Task to complete | Can you put the lines starting with the one that contains "One marker belongs on each instance of the pink" and ending with the one that contains "[(635, 209)]" into a JSON list of strings, one string per line, with blank lines left out?

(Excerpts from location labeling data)
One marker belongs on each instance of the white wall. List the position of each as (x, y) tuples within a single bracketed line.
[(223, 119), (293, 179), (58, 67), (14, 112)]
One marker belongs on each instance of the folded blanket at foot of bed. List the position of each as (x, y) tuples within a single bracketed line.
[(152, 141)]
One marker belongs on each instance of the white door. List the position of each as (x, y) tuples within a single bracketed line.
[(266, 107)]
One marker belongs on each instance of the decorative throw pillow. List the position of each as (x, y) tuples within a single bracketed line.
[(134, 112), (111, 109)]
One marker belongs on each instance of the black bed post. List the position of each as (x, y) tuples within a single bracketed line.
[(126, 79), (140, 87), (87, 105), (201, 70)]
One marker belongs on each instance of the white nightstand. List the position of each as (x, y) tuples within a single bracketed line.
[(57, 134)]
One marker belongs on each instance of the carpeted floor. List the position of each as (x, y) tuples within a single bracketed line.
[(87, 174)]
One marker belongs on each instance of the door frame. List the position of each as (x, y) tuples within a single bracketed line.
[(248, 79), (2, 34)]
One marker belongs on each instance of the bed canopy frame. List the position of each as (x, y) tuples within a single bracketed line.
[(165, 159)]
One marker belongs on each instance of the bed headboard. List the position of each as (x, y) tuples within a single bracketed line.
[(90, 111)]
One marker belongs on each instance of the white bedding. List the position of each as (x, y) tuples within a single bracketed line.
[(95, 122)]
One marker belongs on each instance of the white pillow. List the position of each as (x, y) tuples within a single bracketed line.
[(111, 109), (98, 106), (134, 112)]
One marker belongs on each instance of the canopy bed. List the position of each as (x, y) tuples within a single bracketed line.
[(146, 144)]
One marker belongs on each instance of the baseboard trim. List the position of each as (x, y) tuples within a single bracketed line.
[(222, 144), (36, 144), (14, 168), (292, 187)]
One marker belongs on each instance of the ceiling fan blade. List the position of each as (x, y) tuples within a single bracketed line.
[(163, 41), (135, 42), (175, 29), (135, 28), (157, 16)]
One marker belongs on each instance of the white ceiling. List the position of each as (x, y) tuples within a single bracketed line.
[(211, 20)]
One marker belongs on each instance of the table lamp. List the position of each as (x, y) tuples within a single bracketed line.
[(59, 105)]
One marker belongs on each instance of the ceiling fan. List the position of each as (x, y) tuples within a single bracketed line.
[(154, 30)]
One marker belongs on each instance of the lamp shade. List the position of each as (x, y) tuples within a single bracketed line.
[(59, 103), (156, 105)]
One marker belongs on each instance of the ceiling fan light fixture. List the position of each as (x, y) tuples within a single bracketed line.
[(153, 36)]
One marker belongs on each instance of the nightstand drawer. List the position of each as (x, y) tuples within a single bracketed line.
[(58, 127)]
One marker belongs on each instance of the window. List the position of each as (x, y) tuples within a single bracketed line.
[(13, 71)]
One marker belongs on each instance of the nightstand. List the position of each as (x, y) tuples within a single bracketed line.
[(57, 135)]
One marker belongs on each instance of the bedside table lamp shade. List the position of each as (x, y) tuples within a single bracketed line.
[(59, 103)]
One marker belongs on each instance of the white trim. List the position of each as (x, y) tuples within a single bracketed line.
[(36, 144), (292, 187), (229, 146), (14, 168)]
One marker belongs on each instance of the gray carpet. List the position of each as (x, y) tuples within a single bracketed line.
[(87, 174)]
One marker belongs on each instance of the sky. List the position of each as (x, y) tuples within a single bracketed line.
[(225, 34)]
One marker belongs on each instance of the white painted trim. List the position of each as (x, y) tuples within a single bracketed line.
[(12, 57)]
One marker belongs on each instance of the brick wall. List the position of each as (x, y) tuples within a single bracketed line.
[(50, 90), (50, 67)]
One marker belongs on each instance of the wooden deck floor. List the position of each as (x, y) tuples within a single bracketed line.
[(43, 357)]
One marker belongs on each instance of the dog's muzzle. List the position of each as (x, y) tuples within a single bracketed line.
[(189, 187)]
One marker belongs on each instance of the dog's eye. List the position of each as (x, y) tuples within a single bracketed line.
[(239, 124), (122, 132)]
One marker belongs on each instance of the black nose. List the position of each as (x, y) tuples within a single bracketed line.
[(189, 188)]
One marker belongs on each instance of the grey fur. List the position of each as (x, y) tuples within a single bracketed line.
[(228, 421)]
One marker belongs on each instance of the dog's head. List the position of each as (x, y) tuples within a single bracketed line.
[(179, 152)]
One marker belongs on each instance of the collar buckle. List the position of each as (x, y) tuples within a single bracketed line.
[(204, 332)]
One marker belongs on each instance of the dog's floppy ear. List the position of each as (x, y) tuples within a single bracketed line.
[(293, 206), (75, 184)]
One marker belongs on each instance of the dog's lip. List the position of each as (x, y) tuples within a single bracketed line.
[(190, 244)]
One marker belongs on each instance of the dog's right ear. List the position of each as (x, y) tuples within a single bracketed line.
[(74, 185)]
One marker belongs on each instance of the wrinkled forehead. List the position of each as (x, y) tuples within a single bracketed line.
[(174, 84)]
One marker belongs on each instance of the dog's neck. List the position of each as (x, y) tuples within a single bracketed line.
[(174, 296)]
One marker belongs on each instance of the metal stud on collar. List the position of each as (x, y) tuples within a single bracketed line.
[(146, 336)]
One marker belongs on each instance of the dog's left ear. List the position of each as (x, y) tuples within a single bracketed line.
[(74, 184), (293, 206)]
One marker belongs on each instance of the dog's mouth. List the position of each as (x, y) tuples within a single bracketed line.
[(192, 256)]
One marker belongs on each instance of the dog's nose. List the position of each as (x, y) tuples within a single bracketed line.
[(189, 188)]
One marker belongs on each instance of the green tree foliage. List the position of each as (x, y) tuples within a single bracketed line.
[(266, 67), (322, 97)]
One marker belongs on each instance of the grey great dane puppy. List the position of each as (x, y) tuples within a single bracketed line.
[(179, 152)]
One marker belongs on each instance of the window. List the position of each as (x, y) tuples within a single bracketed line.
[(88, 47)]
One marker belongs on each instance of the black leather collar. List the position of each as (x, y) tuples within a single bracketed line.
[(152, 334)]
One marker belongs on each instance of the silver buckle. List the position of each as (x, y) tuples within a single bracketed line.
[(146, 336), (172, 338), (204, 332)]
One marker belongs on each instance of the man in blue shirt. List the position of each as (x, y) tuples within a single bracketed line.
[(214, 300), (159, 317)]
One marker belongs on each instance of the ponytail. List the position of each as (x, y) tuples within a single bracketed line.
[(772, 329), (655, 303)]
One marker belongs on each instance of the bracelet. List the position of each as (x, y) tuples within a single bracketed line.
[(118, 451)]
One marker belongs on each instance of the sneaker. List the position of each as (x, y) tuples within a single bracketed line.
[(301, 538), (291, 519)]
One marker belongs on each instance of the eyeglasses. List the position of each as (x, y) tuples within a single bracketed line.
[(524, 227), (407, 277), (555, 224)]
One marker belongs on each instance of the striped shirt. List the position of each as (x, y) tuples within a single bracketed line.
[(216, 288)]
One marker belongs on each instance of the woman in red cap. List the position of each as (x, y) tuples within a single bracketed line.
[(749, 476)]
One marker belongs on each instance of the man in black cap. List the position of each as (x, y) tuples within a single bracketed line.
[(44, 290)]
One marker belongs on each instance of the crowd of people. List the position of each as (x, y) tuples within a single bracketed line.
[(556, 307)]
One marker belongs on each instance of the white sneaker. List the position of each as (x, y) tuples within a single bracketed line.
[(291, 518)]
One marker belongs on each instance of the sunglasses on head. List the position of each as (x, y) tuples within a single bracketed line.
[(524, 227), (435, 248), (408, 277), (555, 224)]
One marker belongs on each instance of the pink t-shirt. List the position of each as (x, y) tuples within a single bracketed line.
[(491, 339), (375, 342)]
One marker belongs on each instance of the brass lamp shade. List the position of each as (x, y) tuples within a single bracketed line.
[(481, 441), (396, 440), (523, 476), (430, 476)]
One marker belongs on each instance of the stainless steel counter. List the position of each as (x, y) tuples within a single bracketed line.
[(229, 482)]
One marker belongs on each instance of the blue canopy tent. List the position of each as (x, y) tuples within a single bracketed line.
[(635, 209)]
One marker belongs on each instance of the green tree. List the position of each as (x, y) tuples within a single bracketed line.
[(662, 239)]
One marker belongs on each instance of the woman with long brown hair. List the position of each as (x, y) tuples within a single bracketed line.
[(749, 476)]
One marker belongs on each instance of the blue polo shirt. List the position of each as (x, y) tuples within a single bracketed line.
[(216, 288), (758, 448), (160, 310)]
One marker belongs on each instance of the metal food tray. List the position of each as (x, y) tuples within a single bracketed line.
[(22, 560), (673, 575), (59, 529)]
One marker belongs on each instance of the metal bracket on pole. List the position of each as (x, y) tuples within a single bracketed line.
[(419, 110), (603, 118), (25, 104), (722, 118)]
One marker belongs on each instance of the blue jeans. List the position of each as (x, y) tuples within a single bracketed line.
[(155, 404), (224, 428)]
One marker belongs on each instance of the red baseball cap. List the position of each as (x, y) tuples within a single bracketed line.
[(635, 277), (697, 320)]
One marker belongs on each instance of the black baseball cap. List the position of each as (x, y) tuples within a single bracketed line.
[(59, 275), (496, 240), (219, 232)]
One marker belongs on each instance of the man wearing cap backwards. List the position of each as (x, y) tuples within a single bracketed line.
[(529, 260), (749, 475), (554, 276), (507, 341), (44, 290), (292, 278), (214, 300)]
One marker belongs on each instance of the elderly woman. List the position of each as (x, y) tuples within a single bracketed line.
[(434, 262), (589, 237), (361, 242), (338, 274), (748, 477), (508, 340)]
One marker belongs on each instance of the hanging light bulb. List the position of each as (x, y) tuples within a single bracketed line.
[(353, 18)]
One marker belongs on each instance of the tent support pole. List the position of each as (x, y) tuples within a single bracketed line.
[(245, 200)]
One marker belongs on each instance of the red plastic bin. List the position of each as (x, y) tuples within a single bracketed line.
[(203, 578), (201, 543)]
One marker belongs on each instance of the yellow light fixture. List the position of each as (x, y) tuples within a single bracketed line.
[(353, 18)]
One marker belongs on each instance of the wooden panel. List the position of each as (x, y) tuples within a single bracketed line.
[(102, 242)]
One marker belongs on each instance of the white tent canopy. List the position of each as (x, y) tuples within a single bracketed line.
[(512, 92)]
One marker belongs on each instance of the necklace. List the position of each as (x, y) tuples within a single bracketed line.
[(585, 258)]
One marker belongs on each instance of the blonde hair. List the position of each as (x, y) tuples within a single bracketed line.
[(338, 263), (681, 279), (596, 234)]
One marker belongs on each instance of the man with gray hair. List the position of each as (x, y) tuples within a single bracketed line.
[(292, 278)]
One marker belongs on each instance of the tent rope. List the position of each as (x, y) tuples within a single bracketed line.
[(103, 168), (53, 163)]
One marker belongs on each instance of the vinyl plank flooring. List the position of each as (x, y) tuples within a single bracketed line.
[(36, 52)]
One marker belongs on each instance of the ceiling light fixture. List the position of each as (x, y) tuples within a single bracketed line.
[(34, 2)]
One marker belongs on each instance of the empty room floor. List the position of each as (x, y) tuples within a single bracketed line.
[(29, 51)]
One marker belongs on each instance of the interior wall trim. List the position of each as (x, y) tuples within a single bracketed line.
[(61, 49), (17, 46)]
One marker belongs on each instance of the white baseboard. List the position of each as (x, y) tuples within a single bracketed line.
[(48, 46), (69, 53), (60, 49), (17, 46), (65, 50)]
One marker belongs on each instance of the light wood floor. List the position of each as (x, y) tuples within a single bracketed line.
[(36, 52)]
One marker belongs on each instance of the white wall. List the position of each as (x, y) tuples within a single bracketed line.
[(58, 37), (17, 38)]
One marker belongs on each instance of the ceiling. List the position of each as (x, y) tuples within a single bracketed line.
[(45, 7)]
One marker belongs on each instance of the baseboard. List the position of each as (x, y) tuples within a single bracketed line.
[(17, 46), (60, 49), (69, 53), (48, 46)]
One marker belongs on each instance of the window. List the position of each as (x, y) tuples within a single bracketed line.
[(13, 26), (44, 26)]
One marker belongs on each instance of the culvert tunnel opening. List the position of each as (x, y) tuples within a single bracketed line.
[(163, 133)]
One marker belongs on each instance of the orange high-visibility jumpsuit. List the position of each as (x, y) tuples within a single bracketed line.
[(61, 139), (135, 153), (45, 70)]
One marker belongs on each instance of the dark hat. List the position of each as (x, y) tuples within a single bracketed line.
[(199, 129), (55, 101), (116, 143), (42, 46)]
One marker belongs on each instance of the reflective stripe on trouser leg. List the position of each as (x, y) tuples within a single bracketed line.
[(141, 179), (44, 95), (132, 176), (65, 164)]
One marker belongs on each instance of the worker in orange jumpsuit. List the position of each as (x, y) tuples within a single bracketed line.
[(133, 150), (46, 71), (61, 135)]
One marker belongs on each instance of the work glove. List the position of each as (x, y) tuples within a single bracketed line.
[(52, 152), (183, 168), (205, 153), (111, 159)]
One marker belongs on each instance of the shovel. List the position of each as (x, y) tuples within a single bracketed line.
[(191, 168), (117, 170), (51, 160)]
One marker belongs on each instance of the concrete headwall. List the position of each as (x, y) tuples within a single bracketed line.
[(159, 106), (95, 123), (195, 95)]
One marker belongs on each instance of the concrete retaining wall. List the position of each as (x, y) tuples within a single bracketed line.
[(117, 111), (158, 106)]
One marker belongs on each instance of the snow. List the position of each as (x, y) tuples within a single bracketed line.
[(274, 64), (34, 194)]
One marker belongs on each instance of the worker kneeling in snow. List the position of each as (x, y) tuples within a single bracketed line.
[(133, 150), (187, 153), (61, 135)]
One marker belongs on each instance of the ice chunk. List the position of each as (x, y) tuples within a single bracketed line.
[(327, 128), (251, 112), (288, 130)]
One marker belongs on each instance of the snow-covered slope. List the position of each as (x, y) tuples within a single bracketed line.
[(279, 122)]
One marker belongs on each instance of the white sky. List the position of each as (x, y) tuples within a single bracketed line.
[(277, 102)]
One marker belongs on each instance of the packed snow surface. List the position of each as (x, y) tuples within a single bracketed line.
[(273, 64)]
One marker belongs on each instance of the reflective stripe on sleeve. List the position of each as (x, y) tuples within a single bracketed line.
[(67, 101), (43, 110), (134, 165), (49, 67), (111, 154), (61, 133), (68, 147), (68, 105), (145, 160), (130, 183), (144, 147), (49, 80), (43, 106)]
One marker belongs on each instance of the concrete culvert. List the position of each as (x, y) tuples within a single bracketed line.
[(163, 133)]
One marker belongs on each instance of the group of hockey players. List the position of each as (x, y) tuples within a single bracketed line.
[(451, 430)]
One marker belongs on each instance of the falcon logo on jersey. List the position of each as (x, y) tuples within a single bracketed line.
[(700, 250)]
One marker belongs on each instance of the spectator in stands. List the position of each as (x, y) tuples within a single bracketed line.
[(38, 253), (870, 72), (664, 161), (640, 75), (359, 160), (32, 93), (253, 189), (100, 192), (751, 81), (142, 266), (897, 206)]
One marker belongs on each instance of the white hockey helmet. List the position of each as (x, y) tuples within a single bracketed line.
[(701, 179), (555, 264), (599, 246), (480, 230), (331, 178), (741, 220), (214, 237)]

Written answer |
[
  "One marker belongs on each instance of the pink t-shirt. List the position of each as (x, y) tuples within a single bracketed line.",
  "[(491, 339), (375, 342)]",
  "One marker belongs on each instance of the brass lamp shade. List the position of each as (x, y) tuples within a single bracketed line.",
  "[(481, 441), (396, 440), (523, 476), (430, 476)]",
  "One marker belongs on each instance of the stainless steel counter. List the position of each as (x, y) tuples within a single bracketed line.",
  "[(229, 482)]",
  "One marker belongs on each instance of the blue canopy tent. List the position of each as (x, y) tuples within a single bracketed line.",
  "[(635, 209)]"
]